EXCERPTED PASSAGE:
** BEGIN **

I am today announcing the revaluation of the 2007-13 programme of projects eligible for assistance through the European regional development fund. This is a prudent step to reflect the impact of changes in the exchange rate on the sterling value of the funds. With immediate effect, I can confirm there will be an increase of £144 million in the value of these programmes. This is money that is available to increase regional competitiveness, create and safeguard jobs, and stimulate economic growth. This will help regions minimise the impact of the recession.

I am also able to confirm, that because of the challenging economic circumstances, the European Commission has increased the advance payment due to the regional development agencies. This now totals £195 million (7.5 per cent. of the total programme). The extra £65 million of this will be paid to regional development agencies in late spring.

The actions I have described here will provide further help to these programmes to target worklessness, support small and medium enterprises and fund innovative, high-tech business investment and I have asked RDAs to revisit their programmes to ensure these reflect the Government’s priorities of creating and safeguarding jobs.

** END **

WRITTEN EXERCISE A:
List every sum of money given in pounds sterling in the statement on regional development funding.

INPUT RECORDS:
** BEGIN **

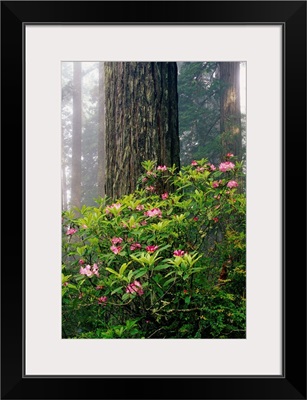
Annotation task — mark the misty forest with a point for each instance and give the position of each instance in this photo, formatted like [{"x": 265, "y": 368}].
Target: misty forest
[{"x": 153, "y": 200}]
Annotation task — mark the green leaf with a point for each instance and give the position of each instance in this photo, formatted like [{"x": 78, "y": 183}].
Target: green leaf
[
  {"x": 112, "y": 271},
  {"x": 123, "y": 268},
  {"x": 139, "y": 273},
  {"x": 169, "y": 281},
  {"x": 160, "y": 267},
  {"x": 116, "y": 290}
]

** END **
** BEGIN **

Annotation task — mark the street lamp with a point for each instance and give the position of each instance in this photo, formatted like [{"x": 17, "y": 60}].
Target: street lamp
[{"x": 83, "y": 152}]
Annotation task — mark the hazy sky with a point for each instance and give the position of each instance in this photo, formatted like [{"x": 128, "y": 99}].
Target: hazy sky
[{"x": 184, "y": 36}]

** END **
** BEGIN **

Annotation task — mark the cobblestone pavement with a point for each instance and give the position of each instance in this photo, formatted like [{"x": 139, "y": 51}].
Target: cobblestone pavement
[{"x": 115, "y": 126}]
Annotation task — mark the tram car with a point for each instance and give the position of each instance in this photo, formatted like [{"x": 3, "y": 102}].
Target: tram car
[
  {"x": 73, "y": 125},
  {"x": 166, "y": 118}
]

** END **

WRITTEN EXERCISE B:
Return every line of the records that contains the string "misty". Case counts.

ANSWER A:
£144 million
£195 million
£65 million

ANSWER B:
Annotation task — mark the misty forest with a point for each instance and give the position of each instance in this photo, formatted like [{"x": 265, "y": 368}].
Target: misty forest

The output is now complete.